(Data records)
:::::
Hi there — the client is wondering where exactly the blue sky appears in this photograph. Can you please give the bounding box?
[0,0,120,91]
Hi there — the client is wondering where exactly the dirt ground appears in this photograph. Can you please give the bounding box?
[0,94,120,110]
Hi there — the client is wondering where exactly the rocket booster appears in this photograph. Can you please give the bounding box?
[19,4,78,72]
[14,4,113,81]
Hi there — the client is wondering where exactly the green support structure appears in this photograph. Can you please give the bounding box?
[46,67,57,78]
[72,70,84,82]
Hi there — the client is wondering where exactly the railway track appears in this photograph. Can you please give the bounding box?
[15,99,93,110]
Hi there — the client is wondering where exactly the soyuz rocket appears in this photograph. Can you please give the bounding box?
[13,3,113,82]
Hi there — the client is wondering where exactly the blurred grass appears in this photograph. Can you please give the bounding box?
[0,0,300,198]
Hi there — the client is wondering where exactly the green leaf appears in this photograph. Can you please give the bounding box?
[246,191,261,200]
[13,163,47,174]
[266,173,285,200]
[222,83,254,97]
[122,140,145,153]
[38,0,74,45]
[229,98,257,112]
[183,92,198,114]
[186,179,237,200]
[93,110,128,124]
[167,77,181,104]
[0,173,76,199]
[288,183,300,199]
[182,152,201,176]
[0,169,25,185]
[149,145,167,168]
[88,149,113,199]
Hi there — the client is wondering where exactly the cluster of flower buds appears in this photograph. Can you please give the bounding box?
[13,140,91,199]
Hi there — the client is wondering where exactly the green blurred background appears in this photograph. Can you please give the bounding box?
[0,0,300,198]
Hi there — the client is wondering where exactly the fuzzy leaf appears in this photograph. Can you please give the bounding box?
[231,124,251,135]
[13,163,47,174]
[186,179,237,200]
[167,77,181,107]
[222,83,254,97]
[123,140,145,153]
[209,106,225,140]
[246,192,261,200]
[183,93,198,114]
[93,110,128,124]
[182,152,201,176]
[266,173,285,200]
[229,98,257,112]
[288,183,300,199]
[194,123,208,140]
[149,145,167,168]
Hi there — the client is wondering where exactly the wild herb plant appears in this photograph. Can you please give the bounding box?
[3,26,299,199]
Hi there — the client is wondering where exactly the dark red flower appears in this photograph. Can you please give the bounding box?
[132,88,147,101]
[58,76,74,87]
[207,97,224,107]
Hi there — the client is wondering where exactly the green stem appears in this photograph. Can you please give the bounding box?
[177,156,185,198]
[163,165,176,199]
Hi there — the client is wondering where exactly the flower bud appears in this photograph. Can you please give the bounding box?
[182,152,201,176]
:::::
> _Set problem_
Copy out the lines word for word, starting at the first line of the data records and ending at the line containing "[14,4,113,81]".

> _Right answer_
Hi there — the client is wondering where exactly the blue sky appears in this photograph. Can you please give the bounding box?
[0,0,120,91]
Hi there — the client is wondering where exactly the dirt ground appears in this photograph. Can you please give the bounding box?
[0,94,120,110]
Hi there — the client is wondering where exactly the rocket booster appears in this photograph. Can you please give the bounding box?
[19,4,78,72]
[14,4,113,81]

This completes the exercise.